- EXERCISE: Please print the data shown below without any alteration.

- DATA FOR THE TASK:
--- START ---

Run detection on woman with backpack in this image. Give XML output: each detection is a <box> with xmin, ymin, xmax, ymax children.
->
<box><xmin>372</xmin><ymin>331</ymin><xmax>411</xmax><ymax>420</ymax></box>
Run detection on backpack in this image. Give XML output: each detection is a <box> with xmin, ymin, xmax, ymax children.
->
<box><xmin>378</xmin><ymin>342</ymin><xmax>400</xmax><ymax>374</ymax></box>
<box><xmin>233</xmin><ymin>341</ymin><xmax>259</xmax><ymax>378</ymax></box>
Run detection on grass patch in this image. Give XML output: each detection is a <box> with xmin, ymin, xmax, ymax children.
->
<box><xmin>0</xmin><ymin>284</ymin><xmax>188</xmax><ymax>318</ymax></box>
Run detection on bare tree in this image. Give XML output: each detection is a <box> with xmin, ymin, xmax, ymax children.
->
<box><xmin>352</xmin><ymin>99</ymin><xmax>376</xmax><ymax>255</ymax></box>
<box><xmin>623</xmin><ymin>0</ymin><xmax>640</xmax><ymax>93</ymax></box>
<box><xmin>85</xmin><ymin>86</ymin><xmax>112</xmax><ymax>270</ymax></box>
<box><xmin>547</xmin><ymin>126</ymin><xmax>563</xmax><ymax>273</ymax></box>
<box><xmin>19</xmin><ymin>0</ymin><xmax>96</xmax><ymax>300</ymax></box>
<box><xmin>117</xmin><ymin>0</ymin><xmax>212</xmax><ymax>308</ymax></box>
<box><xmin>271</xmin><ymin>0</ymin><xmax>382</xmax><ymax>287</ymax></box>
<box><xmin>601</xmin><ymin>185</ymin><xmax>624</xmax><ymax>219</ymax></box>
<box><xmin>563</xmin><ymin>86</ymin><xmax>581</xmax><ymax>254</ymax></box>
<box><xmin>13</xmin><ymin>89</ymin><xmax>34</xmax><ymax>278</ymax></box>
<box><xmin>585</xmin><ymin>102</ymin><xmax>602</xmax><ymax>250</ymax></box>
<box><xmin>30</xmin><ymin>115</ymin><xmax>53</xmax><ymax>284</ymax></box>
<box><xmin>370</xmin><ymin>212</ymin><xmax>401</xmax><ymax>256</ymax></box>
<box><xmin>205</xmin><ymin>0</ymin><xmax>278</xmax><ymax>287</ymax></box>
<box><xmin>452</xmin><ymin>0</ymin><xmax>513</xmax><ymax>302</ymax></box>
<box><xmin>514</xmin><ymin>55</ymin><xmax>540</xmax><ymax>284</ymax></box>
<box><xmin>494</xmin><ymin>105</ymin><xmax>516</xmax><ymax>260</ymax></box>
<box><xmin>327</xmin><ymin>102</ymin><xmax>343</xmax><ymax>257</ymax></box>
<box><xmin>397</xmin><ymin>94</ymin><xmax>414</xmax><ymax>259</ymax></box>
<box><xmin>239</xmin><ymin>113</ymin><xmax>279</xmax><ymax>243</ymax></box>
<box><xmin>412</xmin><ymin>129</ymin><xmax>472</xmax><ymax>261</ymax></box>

--- END ---

- TASK SOLUTION:
Run detection on woman with backpack in this image. Give XML output: each detection is a <box> with xmin, ymin, xmax, ymax children.
->
<box><xmin>372</xmin><ymin>331</ymin><xmax>411</xmax><ymax>420</ymax></box>
Run detection on backpack in this image. Give XML output: each detection is a <box> with xmin, ymin, xmax, ymax children.
->
<box><xmin>378</xmin><ymin>342</ymin><xmax>400</xmax><ymax>374</ymax></box>
<box><xmin>233</xmin><ymin>341</ymin><xmax>259</xmax><ymax>378</ymax></box>
Run detection on grass patch in this image. Give XML output: each detection is a <box> with xmin, ymin, xmax, ymax children.
->
<box><xmin>0</xmin><ymin>284</ymin><xmax>188</xmax><ymax>318</ymax></box>
Run detection on bare tree in this image. Give XML output: each detection is a <box> with xmin, ymin, xmax, ymax children.
->
<box><xmin>352</xmin><ymin>99</ymin><xmax>376</xmax><ymax>255</ymax></box>
<box><xmin>623</xmin><ymin>0</ymin><xmax>640</xmax><ymax>93</ymax></box>
<box><xmin>85</xmin><ymin>86</ymin><xmax>112</xmax><ymax>270</ymax></box>
<box><xmin>547</xmin><ymin>126</ymin><xmax>563</xmax><ymax>273</ymax></box>
<box><xmin>19</xmin><ymin>0</ymin><xmax>96</xmax><ymax>300</ymax></box>
<box><xmin>117</xmin><ymin>0</ymin><xmax>212</xmax><ymax>308</ymax></box>
<box><xmin>271</xmin><ymin>0</ymin><xmax>382</xmax><ymax>287</ymax></box>
<box><xmin>601</xmin><ymin>185</ymin><xmax>624</xmax><ymax>219</ymax></box>
<box><xmin>563</xmin><ymin>86</ymin><xmax>581</xmax><ymax>254</ymax></box>
<box><xmin>13</xmin><ymin>89</ymin><xmax>34</xmax><ymax>278</ymax></box>
<box><xmin>585</xmin><ymin>102</ymin><xmax>602</xmax><ymax>250</ymax></box>
<box><xmin>30</xmin><ymin>115</ymin><xmax>53</xmax><ymax>284</ymax></box>
<box><xmin>370</xmin><ymin>212</ymin><xmax>401</xmax><ymax>256</ymax></box>
<box><xmin>205</xmin><ymin>0</ymin><xmax>278</xmax><ymax>287</ymax></box>
<box><xmin>452</xmin><ymin>0</ymin><xmax>513</xmax><ymax>302</ymax></box>
<box><xmin>514</xmin><ymin>55</ymin><xmax>540</xmax><ymax>284</ymax></box>
<box><xmin>494</xmin><ymin>105</ymin><xmax>516</xmax><ymax>260</ymax></box>
<box><xmin>327</xmin><ymin>102</ymin><xmax>343</xmax><ymax>257</ymax></box>
<box><xmin>397</xmin><ymin>94</ymin><xmax>414</xmax><ymax>259</ymax></box>
<box><xmin>239</xmin><ymin>113</ymin><xmax>279</xmax><ymax>243</ymax></box>
<box><xmin>412</xmin><ymin>129</ymin><xmax>472</xmax><ymax>261</ymax></box>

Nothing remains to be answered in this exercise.